**Data extract**
•••••

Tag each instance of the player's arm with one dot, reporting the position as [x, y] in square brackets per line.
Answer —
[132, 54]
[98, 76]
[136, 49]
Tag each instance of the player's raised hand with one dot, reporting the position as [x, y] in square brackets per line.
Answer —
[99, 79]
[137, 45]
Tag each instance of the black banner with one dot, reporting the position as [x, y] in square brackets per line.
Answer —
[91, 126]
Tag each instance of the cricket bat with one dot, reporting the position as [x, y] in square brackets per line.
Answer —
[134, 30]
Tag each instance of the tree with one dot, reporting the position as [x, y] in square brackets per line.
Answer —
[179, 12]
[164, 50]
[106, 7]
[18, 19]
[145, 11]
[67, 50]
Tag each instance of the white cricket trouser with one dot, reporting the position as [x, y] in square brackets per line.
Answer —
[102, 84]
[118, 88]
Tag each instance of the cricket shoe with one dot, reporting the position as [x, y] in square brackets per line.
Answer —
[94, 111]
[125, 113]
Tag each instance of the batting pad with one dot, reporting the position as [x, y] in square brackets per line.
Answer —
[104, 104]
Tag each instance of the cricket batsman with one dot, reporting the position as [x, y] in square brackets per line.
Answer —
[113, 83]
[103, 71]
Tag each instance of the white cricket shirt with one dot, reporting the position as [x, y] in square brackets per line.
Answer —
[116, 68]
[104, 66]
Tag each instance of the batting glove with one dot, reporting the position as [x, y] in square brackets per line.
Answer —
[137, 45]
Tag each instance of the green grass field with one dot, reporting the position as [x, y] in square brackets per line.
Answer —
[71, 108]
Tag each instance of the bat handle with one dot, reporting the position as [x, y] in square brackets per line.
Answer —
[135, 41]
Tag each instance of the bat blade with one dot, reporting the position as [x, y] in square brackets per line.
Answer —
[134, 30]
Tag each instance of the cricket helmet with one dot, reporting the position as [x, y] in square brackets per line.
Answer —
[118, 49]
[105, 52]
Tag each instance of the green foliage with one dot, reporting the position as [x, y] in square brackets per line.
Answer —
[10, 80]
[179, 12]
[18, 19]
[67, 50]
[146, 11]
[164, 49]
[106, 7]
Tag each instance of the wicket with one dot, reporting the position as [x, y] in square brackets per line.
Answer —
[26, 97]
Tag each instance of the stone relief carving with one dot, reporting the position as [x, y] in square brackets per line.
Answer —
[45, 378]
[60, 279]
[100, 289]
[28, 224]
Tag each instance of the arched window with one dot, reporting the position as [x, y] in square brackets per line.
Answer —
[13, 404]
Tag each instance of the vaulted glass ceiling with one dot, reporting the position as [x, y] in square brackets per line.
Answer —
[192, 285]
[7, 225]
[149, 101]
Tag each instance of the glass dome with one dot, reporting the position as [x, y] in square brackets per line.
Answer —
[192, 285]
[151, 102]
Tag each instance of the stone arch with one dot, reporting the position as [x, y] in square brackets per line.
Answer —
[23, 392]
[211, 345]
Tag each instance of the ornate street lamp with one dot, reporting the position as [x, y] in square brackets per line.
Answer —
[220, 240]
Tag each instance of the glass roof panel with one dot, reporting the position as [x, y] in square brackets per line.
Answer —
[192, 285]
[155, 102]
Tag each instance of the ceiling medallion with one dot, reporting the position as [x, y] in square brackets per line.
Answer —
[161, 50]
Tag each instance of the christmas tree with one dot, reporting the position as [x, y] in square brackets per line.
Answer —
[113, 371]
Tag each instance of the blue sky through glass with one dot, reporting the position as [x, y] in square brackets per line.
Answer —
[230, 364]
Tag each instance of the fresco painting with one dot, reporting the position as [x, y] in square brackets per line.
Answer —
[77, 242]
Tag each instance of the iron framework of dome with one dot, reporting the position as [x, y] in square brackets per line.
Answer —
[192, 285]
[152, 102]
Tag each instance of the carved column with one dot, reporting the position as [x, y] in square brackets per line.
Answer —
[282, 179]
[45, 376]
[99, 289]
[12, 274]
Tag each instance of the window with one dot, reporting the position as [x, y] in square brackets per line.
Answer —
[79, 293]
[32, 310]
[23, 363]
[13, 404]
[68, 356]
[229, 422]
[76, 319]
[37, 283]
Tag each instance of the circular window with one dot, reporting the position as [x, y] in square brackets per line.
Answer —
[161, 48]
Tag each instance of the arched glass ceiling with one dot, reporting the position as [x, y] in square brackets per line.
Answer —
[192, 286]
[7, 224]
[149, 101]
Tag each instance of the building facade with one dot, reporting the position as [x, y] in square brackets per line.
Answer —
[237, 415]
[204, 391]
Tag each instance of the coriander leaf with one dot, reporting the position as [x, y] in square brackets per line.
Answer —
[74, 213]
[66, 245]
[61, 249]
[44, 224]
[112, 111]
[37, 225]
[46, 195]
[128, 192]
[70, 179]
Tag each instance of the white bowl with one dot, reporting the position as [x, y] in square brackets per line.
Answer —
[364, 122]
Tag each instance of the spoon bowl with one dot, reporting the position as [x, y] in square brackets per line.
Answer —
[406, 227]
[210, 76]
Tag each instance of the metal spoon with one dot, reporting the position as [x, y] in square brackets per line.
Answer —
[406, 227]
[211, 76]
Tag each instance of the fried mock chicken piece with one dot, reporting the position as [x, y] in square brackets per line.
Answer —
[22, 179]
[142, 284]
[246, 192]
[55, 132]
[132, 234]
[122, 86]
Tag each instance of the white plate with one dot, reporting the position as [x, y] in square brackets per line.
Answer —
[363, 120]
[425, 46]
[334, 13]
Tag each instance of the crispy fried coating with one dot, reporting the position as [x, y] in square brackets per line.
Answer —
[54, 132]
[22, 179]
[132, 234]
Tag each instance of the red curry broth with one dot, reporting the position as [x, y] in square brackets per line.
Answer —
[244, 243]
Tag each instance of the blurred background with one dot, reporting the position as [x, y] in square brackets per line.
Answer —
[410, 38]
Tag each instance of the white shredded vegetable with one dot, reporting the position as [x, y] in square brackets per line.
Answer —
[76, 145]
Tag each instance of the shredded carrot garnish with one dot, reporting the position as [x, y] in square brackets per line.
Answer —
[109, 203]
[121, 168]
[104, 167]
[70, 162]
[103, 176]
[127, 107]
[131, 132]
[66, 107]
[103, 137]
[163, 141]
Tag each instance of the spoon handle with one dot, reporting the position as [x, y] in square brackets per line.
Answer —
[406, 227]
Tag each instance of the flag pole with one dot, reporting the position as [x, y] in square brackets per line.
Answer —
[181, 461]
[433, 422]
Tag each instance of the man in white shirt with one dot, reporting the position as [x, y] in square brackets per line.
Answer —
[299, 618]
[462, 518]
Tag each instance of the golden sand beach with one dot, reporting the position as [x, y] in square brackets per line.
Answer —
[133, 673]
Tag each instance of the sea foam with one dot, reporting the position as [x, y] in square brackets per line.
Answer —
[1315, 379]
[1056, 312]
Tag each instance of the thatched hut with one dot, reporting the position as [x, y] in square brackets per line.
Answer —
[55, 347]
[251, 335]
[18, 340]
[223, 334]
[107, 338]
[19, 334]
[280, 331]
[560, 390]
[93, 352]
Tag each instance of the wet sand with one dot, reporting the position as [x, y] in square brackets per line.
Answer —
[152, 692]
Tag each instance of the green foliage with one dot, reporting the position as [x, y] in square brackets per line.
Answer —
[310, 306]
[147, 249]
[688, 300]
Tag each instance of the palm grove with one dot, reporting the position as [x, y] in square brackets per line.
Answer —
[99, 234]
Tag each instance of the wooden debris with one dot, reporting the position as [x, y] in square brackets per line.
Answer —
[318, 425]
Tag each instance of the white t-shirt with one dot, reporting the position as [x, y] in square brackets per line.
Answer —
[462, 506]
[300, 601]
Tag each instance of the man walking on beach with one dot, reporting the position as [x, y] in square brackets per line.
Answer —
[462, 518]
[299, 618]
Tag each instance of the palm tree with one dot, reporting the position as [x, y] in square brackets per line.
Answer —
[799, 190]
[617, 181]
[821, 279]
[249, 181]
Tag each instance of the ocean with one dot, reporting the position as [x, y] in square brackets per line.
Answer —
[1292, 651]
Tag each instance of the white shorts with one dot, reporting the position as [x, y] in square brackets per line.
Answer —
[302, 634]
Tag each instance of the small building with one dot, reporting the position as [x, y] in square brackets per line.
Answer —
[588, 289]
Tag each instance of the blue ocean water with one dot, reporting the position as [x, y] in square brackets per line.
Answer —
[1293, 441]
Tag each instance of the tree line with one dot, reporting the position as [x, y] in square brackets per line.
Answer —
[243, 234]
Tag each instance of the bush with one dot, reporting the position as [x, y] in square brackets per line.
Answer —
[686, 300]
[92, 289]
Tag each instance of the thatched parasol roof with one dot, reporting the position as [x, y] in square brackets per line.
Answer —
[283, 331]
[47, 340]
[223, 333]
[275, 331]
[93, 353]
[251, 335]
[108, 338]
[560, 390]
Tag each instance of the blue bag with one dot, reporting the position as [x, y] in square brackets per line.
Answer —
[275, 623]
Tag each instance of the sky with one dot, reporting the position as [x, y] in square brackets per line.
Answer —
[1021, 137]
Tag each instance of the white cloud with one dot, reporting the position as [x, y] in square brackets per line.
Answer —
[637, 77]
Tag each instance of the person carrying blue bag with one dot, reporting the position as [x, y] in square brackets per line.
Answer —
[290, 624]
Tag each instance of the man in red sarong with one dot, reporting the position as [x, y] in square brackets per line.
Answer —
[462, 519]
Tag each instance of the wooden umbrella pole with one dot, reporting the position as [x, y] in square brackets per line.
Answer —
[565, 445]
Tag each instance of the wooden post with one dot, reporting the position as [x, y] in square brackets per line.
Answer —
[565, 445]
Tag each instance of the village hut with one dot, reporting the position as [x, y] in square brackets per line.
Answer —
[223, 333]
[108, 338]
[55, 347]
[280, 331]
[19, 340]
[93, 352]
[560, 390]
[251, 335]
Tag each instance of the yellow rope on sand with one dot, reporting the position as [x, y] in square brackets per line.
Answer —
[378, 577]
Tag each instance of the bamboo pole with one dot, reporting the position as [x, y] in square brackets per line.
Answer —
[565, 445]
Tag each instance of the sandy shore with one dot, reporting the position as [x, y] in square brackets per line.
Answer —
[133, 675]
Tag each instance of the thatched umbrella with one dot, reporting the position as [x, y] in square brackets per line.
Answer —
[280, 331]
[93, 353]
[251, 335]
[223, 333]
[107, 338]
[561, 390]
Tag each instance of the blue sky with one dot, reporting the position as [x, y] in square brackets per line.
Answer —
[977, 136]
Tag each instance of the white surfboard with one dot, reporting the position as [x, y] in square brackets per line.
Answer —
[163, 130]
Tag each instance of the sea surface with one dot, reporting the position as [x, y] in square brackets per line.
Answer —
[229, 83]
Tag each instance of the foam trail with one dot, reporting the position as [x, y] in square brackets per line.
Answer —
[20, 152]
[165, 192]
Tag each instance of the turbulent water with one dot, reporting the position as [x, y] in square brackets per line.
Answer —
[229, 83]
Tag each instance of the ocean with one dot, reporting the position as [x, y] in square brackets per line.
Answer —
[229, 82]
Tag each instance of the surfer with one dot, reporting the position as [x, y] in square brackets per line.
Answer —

•••••

**Problem description**
Could you turn the lines above into a numbered list, starting with the line containing "Tag each instance of the foam" and going on through the last line, leaving out any blank lines?

**Answer to this exercise**
1. Tag each instance of the foam trail with one dot, reporting the position as [x, y] in square brackets per line.
2. Answer —
3. [20, 152]
4. [165, 192]
5. Tag each instance of the turbulent water with one dot, reporting the position as [x, y] in square brackets per line.
6. Answer —
7. [229, 83]
8. Tag each instance of the ocean with one dot, reporting the position as [x, y] in square brackets per line.
9. Answer —
10. [229, 82]
11. Tag each instance of the surfer with one dot, reporting the position as [x, y] in square brackets per line.
12. Answer —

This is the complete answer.